Kutipan Teks:

· · · · · · ·

Tuesday, January 25, 2011

Kegiatan anak menjelang IMLEK



Dalam rangka menyambut hari raya Imlek, SD Xaverius 1 mengajak anak – anak untuk lebih  mengenal kebudayaan Chinese khususnya Imlek, yang tahun ini jatuh pada tanggal 3 Februari 2011. Anak – anak sekarang kurang paham tentang kebudayaan china. Selain mengajak anak – anak membuat karya kami juga menceritakan beberapa cerita seputar Imlek. Anak – anak dengan senang mendengarkannya.
          Anak – anak diajak membuat karya yang bertemakan Imlek. Mulai dari anak kelas 1 sampai kelas 6 semuanya membuat hasta karya. Anak - anak dengan senang membuatnya, sebagian dari karya – karya yang mereka buat dipajang di majalah dinding sekolah. Majalah dinding sekolah adalah salah satu penghargaan dari sekolah untuk anak – anak. anak – anak sangat senang apabila karya mereka ikut masuk dalam majalah dinding sekolah.

Kelas 1 : mewarnai dengan tema Imlek







Kelas 2 : membuat  包 :Hong Bao dari kertas



Kelas 3 : membuat  包 :Hong Bao dari kain flannel

          Anak – anak diajarkan cara membuat Hong Bao atau yang lebih dikenal dengan sebutan Ang Pao, (dialek hokian). Tidak hanya membuat Ang Pao anak – anak juga diajak untuk menuliskan pengharapan mereka ditahun yang baru kedalam 4 warna kertas. Didalam Ang Pao tersebut terdapat 4 macam warna kertas yaitu pink, hijau, biru, kuning. Kertas – kertas tersebut berisi pengharapan mereka terhadap diri mereka sendiri, orang tua, sekolah dan guru mereka ditahun yang baru.
          Dari 4 carik kertas tersebut kita dapat mengetahui tidak hanya harapan mereka tetapi kita juga dapat mengetahui kendala yang dihadapi anak - anak kita. Sebenarnya tidak ada artinya 4 carik kertas tersebut, tetapi makna yang tersirat dari 4 carik kertas tersebut.
          Dalam salah satu Ang Pao tertulis pengharapan tentang orang tua mereka, mereka menginginkan orang tuanya rukun tidak bertengkar terus, Mereka juga berharap yang terbaik buat kedua orang tuanya. Dengan adanya kertas – kertas tersebut kita bisa memahami sedikit isi hati anak – anak.

· · · · · · ·

Cuplikan Data:
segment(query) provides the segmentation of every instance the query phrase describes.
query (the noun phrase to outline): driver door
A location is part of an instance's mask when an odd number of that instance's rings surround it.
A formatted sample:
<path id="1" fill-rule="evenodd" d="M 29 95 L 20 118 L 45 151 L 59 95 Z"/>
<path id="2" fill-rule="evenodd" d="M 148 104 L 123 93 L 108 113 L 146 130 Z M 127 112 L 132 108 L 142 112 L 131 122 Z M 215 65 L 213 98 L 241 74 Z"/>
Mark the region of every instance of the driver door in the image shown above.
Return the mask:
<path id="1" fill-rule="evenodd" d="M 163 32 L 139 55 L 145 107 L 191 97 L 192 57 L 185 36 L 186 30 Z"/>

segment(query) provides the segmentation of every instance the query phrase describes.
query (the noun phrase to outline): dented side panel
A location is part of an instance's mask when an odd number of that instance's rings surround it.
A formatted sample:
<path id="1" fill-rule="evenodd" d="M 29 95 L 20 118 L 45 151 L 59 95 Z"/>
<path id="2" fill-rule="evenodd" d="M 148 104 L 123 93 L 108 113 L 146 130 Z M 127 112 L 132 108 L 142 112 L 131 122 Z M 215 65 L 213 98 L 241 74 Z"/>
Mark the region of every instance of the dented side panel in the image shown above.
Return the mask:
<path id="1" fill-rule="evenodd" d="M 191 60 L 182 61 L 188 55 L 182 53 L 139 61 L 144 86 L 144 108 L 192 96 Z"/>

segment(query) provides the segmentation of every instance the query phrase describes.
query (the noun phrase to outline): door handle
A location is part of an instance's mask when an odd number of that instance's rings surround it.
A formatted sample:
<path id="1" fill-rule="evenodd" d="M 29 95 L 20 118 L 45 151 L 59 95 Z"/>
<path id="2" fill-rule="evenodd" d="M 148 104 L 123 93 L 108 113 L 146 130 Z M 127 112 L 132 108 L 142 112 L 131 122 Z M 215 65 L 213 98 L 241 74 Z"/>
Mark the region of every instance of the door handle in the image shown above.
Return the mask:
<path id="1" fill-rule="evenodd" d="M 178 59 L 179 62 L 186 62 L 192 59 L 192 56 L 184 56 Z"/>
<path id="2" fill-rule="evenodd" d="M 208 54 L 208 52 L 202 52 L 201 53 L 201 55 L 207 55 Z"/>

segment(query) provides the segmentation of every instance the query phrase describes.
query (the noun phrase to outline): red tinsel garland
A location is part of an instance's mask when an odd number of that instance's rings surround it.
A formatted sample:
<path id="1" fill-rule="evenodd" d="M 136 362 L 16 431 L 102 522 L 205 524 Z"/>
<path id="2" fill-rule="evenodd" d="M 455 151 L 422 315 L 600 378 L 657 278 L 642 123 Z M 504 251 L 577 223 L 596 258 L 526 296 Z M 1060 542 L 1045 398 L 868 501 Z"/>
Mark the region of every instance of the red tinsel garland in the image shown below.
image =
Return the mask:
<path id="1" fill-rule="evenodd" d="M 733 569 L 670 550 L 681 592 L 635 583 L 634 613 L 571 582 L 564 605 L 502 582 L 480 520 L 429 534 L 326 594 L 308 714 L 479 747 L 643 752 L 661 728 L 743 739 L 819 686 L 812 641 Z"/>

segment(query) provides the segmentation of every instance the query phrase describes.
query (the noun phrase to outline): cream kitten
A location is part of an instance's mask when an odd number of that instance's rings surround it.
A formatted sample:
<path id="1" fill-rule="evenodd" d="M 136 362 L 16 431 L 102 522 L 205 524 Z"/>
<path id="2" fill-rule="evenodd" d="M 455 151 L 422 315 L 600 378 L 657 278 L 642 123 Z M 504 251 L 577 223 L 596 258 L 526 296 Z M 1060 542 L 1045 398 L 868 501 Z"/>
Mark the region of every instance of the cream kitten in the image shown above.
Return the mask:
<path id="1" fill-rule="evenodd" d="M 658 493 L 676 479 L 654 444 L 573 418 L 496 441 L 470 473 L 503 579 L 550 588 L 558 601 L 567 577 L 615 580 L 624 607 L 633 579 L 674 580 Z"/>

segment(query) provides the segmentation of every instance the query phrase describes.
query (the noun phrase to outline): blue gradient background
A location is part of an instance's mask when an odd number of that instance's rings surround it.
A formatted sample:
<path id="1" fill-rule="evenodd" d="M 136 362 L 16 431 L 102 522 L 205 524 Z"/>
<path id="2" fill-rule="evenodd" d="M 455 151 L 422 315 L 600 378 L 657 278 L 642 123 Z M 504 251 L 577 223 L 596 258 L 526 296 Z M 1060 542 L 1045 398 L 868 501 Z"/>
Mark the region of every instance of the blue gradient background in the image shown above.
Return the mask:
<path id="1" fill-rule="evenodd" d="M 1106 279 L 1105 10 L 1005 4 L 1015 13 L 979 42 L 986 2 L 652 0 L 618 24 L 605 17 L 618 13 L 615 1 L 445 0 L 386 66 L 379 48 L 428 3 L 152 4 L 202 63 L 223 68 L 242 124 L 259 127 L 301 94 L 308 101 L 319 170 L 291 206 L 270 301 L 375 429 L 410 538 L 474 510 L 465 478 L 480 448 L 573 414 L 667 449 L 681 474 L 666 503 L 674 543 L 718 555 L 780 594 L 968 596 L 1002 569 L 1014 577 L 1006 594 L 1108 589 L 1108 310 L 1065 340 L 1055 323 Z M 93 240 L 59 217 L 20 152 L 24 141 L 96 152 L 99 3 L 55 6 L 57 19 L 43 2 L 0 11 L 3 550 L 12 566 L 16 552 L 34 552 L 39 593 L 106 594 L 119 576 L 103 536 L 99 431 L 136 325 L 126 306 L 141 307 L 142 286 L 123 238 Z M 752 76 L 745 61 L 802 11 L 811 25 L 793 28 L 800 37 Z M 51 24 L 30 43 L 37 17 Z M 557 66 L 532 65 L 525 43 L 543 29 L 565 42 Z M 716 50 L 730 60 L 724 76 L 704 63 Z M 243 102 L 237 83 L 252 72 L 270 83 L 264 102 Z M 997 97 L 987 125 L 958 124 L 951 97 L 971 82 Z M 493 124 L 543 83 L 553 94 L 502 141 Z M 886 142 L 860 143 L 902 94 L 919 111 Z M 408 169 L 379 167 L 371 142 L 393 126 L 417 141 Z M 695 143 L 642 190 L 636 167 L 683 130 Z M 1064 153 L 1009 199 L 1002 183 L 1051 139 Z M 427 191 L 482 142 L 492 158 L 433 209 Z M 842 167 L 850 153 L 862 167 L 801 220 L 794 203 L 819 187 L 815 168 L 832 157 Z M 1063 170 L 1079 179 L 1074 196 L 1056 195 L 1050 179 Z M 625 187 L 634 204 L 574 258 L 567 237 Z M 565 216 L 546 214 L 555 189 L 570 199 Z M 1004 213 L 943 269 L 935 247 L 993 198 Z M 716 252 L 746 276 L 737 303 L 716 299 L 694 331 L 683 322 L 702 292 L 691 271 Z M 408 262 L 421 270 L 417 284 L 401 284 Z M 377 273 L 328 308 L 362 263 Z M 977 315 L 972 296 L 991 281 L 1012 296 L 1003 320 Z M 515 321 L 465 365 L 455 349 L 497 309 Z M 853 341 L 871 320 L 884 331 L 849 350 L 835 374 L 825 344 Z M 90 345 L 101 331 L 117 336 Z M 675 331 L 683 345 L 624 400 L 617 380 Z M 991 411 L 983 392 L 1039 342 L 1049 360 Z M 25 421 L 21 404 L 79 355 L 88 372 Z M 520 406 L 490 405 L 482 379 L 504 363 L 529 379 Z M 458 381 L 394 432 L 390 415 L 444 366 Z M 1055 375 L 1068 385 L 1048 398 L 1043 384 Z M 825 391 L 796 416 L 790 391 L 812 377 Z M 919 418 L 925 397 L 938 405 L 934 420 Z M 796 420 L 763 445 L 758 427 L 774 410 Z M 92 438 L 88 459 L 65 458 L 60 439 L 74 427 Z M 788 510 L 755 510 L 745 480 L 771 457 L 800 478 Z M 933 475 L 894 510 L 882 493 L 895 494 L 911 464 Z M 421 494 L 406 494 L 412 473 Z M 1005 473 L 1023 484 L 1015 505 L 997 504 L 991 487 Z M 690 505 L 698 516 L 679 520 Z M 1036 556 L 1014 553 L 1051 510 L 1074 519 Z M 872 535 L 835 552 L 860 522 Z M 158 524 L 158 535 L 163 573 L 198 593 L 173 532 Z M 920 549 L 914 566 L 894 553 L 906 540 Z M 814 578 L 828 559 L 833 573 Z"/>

· · · · · · ·

Kerjakan Berikut Ini:
1. Perbarui bagian kutipan tentang kegiatan Imlek antara "Tuesday, January 25, 2011" dan "dengan senang mendengarkannya.", termasuk keduanya, dengan mengganti "SD Xaverius 1" menjadi "SD Xaverius 2".
2. Jawablah pertanyaan berikut berdasarkan kutipan tentang kegiatan Imlek.
(a) Pada tanggal berapa Imlek jatuh tahun itu?
(b) Apa yang dibuat oleh anak-anak kelas 3?
(c) Apa saja empat warna kertas di dalam Ang Pao?
Baris-baris data tidak berperan apa pun di sini.

Kumpulan Jawaban:
1.
Tuesday, January 25, 2011

Kegiatan anak menjelang IMLEK



Dalam rangka menyambut hari raya Imlek, SD Xaverius 2 mengajak anak – anak untuk lebih  mengenal kebudayaan Chinese khususnya Imlek, yang tahun ini jatuh pada tanggal 3 Februari 2011. Anak – anak sekarang kurang paham tentang kebudayaan china. Selain mengajak anak – anak membuat karya kami juga menceritakan beberapa cerita seputar Imlek. Anak – anak dengan senang mendengarkannya.

2.
(a) Imlek tahun itu jatuh pada tanggal 3 Februari 2011.
(b) Anak-anak kelas 3 membuat Hong Bao dari kain flannel.
(c) Keempat warna kertas itu adalah pink, hijau, biru, dan kuning.